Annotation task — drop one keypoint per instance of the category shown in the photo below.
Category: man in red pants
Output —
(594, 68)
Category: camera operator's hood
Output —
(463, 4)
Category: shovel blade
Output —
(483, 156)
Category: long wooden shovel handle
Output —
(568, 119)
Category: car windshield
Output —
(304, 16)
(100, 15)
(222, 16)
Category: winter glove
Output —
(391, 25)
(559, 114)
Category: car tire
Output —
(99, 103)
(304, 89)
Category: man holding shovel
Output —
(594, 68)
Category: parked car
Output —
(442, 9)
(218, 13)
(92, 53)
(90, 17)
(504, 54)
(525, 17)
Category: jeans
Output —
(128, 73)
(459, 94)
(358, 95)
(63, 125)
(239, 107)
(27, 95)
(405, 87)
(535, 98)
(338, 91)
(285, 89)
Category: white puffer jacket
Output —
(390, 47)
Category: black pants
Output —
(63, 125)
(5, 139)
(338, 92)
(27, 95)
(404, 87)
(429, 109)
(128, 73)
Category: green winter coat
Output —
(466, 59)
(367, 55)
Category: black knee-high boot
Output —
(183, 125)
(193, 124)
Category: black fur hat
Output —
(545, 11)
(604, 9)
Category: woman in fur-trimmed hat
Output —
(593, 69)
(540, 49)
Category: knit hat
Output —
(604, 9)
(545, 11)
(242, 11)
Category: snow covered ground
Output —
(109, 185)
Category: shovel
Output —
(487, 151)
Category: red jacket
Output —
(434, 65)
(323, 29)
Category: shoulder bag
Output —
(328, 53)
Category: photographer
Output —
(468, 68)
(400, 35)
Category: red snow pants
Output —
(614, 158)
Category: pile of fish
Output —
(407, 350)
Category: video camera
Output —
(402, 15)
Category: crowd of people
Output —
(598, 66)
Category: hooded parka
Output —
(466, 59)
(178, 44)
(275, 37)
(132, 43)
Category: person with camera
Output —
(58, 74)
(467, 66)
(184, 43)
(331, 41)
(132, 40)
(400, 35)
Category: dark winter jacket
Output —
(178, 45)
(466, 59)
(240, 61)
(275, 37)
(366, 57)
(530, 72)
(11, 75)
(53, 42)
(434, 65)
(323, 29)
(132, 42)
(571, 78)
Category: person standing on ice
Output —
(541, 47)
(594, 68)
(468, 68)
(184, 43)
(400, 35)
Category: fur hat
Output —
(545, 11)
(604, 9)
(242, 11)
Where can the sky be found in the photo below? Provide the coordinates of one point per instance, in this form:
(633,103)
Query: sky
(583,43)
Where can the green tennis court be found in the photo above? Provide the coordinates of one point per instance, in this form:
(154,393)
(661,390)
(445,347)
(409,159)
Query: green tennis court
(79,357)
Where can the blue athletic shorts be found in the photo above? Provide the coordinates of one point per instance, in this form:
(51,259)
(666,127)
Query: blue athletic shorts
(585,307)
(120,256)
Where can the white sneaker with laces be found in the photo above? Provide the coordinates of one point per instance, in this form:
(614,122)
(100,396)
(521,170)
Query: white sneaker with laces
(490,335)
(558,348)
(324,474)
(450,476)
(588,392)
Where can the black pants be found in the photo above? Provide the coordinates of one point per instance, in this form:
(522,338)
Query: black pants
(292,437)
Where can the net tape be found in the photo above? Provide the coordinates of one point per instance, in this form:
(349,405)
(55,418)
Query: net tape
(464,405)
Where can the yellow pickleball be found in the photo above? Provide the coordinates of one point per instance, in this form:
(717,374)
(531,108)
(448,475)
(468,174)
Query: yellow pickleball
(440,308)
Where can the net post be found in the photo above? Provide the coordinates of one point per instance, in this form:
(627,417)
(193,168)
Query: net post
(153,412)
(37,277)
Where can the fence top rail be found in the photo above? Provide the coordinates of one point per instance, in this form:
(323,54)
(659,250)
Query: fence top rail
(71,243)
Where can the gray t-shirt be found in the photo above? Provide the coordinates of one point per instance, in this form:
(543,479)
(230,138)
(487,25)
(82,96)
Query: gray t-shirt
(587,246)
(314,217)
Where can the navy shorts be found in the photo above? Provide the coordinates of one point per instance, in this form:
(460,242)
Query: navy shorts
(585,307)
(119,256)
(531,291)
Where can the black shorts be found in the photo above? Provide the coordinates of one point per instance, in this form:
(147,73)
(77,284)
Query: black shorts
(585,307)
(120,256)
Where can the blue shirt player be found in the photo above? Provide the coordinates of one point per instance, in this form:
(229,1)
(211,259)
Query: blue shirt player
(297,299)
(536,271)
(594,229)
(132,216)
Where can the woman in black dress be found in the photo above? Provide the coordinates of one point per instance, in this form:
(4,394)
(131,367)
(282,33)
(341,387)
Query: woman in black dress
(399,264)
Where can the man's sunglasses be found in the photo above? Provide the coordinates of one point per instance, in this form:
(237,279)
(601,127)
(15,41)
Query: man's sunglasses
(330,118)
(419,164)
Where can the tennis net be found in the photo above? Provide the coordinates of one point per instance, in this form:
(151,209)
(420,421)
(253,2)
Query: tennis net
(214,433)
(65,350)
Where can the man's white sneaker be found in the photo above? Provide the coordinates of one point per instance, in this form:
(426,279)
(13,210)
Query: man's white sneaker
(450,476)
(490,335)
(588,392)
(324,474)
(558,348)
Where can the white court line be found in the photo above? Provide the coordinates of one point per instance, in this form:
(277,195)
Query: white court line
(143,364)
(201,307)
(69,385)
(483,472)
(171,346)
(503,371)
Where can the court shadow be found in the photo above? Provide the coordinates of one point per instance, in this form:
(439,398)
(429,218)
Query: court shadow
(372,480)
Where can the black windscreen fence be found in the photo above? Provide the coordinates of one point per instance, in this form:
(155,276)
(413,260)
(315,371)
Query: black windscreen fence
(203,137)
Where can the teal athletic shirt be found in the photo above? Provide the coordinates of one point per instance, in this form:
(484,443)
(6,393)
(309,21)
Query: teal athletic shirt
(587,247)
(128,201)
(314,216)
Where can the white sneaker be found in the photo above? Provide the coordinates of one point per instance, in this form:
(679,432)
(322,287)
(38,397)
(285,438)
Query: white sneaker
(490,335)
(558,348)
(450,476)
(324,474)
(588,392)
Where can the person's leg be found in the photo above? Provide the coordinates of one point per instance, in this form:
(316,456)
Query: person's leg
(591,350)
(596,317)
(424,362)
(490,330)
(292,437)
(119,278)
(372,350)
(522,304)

▶ Brief
When a line of the material holds the string "jacket", copy that line.

▶ The answer
Category: white puffer jacket
Category: red jacket
Category: dark winter jacket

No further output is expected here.